Исходный отрывок:
Незаменимость одного искусства другими или словом не только не противоречит, но даже требует такой их связи, по которой одно искусст­во является условием существования другого. Не думая браться за реше­ние важной и трудной народно-психологической задачи о значении поэзии в истории прочих искусств, мы упомянем только о том, что поэзия пред­шествует всем остальным уже по тому одному, что первое слово есть поэзия. Сначала все искусства служат, если не исключительно, то пре­имущественно религии, которая развивается только в языке и поэзии. Прежде дается человеку власть над членораздельностью и словом как материалом поэзии, чем уменье справиться со своим голосом, а тем бо­лее, чем та степень технического развития, которая предполагается пла­стическими искусствами. Отсюда, между прочим, можно объяснить, по­чему гомерические песни многим древнее времени процветания ваяния и зодчества в Греции, почему вообще совершеннейшие произведения народной поэзии относятся к таким временам, когда люди не в состоя­нии были бы ни понять, ни произвести что-либо достойное имени карти­ны или статуи. Принявши, что народная поэзия, как и язык, есть произве­дение безличного творчества, мы найдем и другую причину упомянутого явления, именно, что зодчество, ваяние и живопись предполагают уже обособление и выделение из массы личности художника, следовательно, возможность значительной степени самосознания и познания природы, коим начало полагается языком.

Цель задания:
Ответьте по отрывку о поэзии и других искусствах:
(а) Почему поэзия предшествует всем остальным искусствам?
(б) Чему сначала служат все искусства?
(в) Что предполагают зодчество, ваяние и живопись?
Отвечайте, опираясь только на этот отрывок.

Фрагмент набора данных:

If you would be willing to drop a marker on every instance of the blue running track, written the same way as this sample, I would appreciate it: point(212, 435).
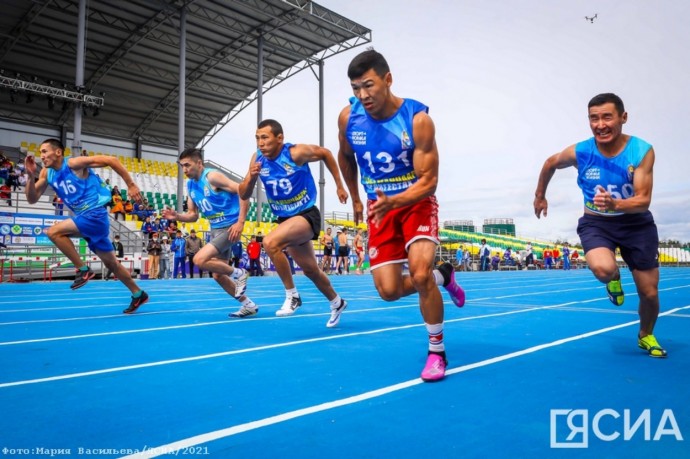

Выполненное задание:
(а) Потому что первое слово есть поэзия.
(б) Если не исключительно, то преимущественно религии, которая развивается только в языке и поэзии.
(в) Обособление и выделение из массы личности художника, а значит, возможность значительной степени самосознания и познания природы.